Work order: Print, exactly as they appear in the listing below, the lines from the line with "Each <instance> block refers" to the line with "positive clicks: (187, 87) (70, 86)", with both end lines kept.

Raw data:
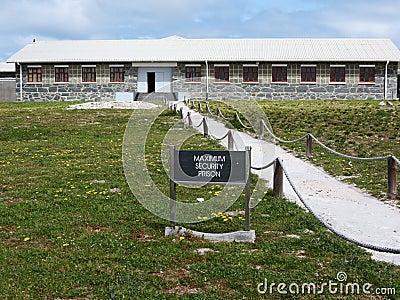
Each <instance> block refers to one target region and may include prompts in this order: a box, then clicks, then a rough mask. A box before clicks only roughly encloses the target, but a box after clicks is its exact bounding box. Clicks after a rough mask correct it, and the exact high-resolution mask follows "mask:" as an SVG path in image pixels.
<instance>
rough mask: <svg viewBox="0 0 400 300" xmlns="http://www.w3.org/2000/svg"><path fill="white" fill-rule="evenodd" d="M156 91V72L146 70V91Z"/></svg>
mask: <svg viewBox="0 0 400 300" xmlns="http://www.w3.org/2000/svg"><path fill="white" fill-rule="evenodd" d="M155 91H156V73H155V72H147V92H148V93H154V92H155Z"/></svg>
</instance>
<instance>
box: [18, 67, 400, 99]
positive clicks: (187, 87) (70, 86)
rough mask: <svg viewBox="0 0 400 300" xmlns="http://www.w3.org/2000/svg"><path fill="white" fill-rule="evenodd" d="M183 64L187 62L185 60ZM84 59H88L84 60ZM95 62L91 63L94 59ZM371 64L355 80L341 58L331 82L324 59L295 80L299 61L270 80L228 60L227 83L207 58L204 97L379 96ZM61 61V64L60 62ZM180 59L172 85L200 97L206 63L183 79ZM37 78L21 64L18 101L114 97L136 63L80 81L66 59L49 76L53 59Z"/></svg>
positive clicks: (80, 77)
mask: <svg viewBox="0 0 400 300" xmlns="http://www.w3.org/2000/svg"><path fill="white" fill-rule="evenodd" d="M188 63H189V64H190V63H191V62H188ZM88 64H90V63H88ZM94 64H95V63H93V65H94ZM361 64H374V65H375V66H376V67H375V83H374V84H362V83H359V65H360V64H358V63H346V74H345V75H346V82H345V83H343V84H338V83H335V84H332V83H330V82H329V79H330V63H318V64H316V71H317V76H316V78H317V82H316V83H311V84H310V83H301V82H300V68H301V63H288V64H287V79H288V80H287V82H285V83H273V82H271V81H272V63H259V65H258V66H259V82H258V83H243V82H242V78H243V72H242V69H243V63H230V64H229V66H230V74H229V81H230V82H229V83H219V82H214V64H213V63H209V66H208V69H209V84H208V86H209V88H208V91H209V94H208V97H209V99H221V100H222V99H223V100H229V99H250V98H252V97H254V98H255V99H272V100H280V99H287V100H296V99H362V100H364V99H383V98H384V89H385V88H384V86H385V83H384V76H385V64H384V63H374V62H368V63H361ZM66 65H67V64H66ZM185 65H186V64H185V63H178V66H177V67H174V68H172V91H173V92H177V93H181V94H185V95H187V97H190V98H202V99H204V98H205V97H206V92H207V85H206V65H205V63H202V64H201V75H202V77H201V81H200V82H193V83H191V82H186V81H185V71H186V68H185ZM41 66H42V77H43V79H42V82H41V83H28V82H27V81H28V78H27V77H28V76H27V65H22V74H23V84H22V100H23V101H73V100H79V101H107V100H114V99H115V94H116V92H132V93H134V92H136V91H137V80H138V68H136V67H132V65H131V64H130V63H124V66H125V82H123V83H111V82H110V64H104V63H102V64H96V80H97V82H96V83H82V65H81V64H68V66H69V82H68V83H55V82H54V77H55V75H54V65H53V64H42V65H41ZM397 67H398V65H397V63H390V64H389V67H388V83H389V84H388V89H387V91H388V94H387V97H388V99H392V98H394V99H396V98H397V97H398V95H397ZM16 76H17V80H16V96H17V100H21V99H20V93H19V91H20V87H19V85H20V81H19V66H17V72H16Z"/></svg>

---

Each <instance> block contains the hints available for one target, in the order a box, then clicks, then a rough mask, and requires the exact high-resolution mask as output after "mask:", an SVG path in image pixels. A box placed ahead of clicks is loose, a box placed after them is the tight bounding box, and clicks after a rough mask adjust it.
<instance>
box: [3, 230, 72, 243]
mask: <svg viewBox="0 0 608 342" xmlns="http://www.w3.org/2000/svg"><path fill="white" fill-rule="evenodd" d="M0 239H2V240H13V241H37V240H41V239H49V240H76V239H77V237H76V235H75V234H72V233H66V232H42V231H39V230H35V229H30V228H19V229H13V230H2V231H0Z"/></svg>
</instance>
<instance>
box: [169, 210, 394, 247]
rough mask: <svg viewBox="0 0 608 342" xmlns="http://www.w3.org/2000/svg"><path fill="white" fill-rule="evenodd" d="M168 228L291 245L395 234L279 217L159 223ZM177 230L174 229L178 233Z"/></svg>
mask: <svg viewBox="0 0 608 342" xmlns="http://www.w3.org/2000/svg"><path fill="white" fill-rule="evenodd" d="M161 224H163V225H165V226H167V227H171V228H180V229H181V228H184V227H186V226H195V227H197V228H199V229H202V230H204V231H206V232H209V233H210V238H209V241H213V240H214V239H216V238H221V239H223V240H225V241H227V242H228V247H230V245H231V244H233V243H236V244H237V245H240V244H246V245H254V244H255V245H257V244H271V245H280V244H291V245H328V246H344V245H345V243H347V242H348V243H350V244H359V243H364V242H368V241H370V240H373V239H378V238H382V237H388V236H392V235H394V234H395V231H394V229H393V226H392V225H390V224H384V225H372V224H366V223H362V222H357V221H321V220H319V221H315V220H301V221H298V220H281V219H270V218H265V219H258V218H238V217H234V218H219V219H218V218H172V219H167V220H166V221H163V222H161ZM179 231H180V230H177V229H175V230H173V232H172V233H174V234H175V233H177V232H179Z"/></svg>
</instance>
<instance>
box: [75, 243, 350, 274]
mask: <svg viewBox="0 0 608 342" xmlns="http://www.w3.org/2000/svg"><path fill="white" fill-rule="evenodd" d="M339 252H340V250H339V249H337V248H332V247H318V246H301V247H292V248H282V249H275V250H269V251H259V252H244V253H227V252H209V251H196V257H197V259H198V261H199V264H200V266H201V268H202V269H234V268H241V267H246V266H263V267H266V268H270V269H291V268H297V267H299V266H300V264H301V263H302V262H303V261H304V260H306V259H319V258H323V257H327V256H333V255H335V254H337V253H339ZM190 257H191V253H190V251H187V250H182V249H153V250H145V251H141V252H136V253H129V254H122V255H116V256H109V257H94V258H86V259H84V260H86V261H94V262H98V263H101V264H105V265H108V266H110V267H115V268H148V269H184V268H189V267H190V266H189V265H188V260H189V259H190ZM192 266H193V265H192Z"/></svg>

...

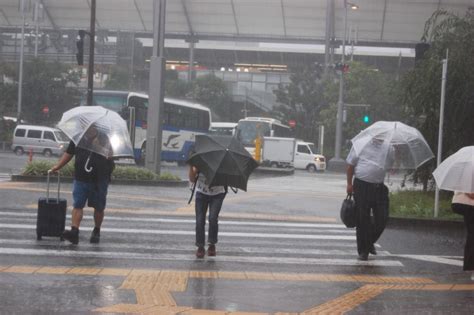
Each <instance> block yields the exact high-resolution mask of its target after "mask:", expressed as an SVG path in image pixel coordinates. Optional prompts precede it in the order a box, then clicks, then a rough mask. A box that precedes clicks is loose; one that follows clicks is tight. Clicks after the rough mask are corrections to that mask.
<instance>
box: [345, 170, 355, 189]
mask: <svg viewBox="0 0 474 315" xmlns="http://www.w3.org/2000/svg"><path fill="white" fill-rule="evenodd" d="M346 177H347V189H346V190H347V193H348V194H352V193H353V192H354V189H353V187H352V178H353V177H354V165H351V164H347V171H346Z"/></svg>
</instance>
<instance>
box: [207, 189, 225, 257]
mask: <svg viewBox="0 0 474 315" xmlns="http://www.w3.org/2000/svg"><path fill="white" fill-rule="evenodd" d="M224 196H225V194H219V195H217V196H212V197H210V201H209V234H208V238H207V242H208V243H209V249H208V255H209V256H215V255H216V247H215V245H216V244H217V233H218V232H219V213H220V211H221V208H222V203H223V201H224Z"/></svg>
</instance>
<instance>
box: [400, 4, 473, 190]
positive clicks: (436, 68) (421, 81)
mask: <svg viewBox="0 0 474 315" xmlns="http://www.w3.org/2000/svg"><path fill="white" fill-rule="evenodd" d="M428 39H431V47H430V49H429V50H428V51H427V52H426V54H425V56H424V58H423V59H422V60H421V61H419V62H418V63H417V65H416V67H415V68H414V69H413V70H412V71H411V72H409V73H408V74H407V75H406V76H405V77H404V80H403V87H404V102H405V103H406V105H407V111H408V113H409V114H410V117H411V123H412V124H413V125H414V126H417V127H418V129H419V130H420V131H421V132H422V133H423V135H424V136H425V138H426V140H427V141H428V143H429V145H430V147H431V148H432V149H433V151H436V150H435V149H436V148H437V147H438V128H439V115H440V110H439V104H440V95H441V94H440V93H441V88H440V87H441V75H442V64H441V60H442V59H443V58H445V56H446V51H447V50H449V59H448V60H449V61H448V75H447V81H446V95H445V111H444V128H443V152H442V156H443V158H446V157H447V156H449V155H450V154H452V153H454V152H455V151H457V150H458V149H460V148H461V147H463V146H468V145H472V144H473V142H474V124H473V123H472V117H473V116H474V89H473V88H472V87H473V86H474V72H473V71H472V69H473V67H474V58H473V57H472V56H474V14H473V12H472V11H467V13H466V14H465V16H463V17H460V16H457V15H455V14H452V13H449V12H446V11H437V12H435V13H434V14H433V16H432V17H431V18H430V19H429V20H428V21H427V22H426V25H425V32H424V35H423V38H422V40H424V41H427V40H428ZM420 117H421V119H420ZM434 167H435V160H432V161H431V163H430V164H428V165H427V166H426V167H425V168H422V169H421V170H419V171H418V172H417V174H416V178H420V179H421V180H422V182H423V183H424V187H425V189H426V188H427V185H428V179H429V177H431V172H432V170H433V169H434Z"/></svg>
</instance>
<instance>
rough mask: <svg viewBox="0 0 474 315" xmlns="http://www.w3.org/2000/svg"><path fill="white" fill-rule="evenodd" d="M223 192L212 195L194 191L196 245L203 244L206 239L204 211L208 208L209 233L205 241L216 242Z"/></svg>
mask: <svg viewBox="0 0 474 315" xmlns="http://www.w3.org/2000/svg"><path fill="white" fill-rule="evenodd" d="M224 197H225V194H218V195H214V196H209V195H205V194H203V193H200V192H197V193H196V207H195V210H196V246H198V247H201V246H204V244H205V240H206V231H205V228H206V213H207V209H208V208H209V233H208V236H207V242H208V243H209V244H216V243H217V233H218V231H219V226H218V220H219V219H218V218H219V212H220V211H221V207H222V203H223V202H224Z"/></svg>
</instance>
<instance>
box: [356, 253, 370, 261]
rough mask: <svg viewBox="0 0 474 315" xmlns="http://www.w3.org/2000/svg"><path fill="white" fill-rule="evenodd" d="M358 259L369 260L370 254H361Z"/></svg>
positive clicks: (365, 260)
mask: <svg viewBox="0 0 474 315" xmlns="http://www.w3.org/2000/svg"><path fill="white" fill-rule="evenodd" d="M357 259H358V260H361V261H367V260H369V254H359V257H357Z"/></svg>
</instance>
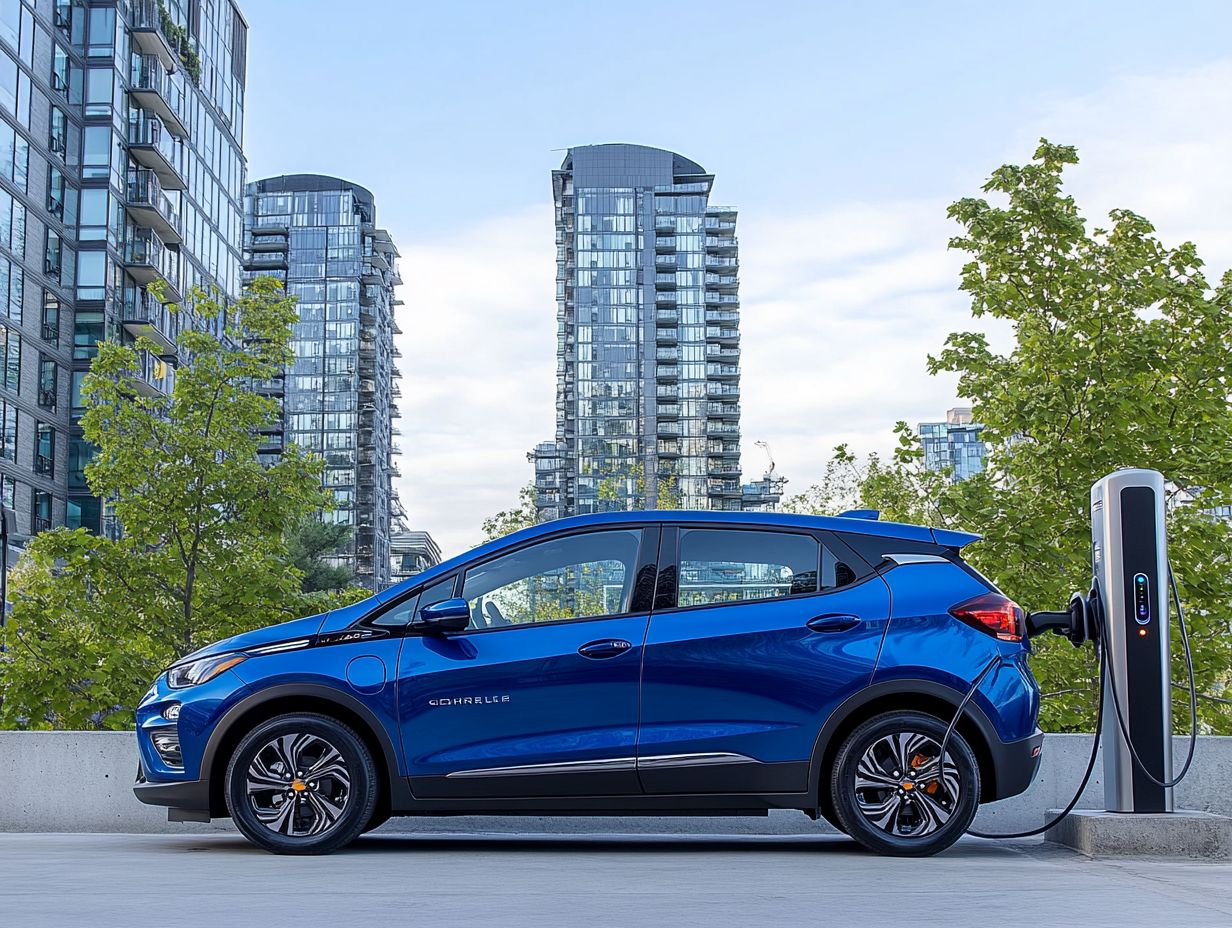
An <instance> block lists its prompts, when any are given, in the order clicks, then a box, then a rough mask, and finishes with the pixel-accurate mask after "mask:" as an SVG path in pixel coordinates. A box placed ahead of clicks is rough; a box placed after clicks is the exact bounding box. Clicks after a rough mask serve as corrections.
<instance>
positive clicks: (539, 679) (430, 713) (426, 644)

Task result:
Each <instance> block refers to one target region and may include prompts in this order: a box, then clicks, then a rough mask. A box before clicks only roughly encloses the target, but a box after clicks is its exact bounding box. Clicks after a rough mask correct it, and the exact high-resolution mask follows "mask:" as an SVG path in image pixels.
<instance>
rough mask: <svg viewBox="0 0 400 300" xmlns="http://www.w3.org/2000/svg"><path fill="white" fill-rule="evenodd" d="M156 91V72L146 70V91Z"/></svg>
mask: <svg viewBox="0 0 400 300" xmlns="http://www.w3.org/2000/svg"><path fill="white" fill-rule="evenodd" d="M155 91H156V73H155V72H147V92H148V93H154V92H155Z"/></svg>
</instance>
<instance>
box: [18, 67, 400, 99]
positive clicks: (187, 87) (70, 86)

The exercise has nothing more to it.